**WHAT NEEDS TO BE DONE**
Write out every entry word for word.

Dataset excerpt
'''

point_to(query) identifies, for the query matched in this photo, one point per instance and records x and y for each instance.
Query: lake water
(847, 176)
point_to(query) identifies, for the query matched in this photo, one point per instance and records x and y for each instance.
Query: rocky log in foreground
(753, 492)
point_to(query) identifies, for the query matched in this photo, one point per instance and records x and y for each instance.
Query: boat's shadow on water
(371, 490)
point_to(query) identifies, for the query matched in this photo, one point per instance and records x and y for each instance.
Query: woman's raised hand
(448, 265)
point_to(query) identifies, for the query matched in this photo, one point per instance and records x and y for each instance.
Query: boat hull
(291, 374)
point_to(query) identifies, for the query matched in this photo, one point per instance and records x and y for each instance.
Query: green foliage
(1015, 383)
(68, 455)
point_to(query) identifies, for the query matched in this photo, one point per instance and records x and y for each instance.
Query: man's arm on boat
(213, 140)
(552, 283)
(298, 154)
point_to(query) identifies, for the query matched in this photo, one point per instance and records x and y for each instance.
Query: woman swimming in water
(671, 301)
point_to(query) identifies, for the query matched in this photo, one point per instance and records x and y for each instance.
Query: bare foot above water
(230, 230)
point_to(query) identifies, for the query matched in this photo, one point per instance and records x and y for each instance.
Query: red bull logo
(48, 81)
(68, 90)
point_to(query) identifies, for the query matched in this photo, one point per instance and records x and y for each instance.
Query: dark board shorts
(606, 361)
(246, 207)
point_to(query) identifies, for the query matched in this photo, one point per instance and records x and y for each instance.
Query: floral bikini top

'''

**IN RESPONSE**
point_to(query) identifies, for the query matched in this photo, one point per instance and records x and y for each instance.
Query: lake water
(847, 176)
point_to(query) identifies, for the query matched in this photo, one point per instance and records x and y for each instance.
Query: rocky log in foreground
(753, 492)
point_to(query) identifies, for the query matched in this photo, one point per instance and records x and y for each instance.
Query: boat's shadow on water
(371, 490)
point_to(query) identifies, for the query matched in this photo, one point per instance and records x and y for each instance.
Query: woman's raised hand
(448, 265)
point_to(query) identifies, for the query matched in this photo, one point per instance and records x and y for each instance.
Query: boat hull
(291, 374)
point_to(query) identifies, for the query matched in this photo, one point per instance and records x and y for each instance.
Query: green foliage
(1015, 383)
(68, 455)
point_to(query) identifies, for the query matched in this photo, one point per instance and records x and y for each instance.
Query: man's arm on boat
(213, 140)
(552, 283)
(298, 154)
point_to(query) identifies, for the query matched in this photo, one point per instance and records x and y for each instance.
Query: woman swimming in water
(671, 301)
point_to(query) identifies, for the query matched in this photo, one point per instance and records x and y for each instance.
Query: bare foot above water
(230, 230)
point_to(query) identifies, for the query matched in this photo, one point per instance and records x and y for each instance.
Query: red bull logo
(48, 81)
(68, 90)
point_to(query) identifies, for the query matched in this photo, one point per instance and records x and y for each instance.
Query: dark board shorts
(606, 361)
(246, 207)
point_to(query) identifies, for the query matched in this photo, one point per instance and records x and y for each instance.
Query: floral bikini top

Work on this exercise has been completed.